* _OBJECTIVE_
Copy out the data from its first line through the line containing "559 60 696 386", both ends included, keeping every line in full. Multiply each coordinate in the answers by 0.6 and round to whole numbers, with halves rounding up.

* _INFORMATION PROVIDED_

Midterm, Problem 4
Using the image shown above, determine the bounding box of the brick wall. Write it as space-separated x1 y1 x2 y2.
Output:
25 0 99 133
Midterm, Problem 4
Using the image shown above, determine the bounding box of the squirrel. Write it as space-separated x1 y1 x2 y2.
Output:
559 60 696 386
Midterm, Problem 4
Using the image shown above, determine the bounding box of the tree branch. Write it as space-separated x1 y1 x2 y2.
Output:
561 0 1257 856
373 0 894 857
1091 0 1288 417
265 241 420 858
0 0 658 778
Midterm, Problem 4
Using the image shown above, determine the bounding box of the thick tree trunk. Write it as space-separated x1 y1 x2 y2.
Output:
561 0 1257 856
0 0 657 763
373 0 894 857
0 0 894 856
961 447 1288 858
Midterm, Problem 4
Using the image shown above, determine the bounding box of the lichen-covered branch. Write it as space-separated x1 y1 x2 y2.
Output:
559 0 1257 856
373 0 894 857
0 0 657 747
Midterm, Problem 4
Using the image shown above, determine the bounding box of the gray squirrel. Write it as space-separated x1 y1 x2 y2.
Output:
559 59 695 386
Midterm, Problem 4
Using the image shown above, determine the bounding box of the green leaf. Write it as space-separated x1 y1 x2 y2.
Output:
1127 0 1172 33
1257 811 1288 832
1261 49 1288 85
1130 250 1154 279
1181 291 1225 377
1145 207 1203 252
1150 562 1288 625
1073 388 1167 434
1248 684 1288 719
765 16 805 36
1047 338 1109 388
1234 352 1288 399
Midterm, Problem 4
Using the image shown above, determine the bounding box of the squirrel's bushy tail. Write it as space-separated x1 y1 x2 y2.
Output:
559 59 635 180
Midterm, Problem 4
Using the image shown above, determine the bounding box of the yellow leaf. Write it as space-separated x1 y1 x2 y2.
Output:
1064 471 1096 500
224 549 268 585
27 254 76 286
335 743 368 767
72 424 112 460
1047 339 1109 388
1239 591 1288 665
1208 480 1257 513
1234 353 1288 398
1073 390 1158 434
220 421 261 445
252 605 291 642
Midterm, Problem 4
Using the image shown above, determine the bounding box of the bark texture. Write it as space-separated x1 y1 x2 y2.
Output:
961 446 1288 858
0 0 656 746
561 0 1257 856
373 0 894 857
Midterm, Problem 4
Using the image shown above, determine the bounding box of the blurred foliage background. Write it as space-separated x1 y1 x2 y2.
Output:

* _REPLY TO THE EXERCISE_
Midterm, Problem 4
Using the image shown above, determine the bounding box of the brick wall. Write it as space-separated x1 y1 x2 y2.
Output:
15 0 59 80
Midterm, Problem 4
Using the image shown above, determine the bounding box of the squirrel. Write it as space-separated x1 y1 x2 y2.
Output:
335 36 418 232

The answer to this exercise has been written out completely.